### DOCUMENT SECTION

While almost all Second Orders are those of cloistered, contemplative nuns, not all cloistered, contemplative communities are Second Orders. A number of such congregations were founded independent of any earlier congregation for men. These would include communities such as the Sisters Adorers of the Precious Blood and the Visitandines.

==Examples of second orders==
- Founded in 1947, the Abbey of Regina Laudis was one of the first houses of contemplative Benedictine nuns in the United States.
- St. Mary's Abbey. located in Glencairn, County Waterford, Ireland, was founded in 1932. It is a Trappistine monastery, i.e., a branch of the Cistercians.
- The Passionist nuns were founded in Italy in 1771. They are the second Passionist order founded by Paul of the Cross. Our Lady of Sorrows Monastery was established in Pittsburgh in 1911.

######
### GIVEN DATA

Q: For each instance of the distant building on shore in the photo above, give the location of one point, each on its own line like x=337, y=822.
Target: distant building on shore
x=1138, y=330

######

[AIM 1]
In the passage on Second Orders, in what year were the Passionist nuns founded?
[AIM 2]
Output the passage on Second Orders from "While almost all" up to and including "the United States.".
[AIM 3]
Pick up the passage on Second Orders after its final sentence and write what comes next.

[TASK OUTPUT 1]
1771

[TASK OUTPUT 2]
While almost all Second Orders are those of cloistered, contemplative nuns, not all cloistered, contemplative communities are Second Orders. A number of such congregations were founded independent of any earlier congregation for men. These would include communities such as the Sisters Adorers of the Precious Blood and the Visitandines.

==Examples of second orders==
- Founded in 1947, the Abbey of Regina Laudis was one of the first houses of contemplative Benedictine nuns in the United States.

[TASK OUTPUT 3]
- The Poor Clares are the second order of Franciscans. There is a Poor Clare Monastery in Hereford, England.
- The Collettines are a branch of the Poor Clares. The community of Poor Clare Colettine Nuns in Cleveland, Ohio is made up of both cloistered contemplative nuns dedicated to a life of prayer, and extern sisters who minister to the community's external needs.
- The Redemptoristines are the female counterpart to the Redemptorists. The nuns in Liguori, Missouri are located near the Redemptorist's monastery, St. Clement’s Health Care Center, and the Redemptorists' Media Center.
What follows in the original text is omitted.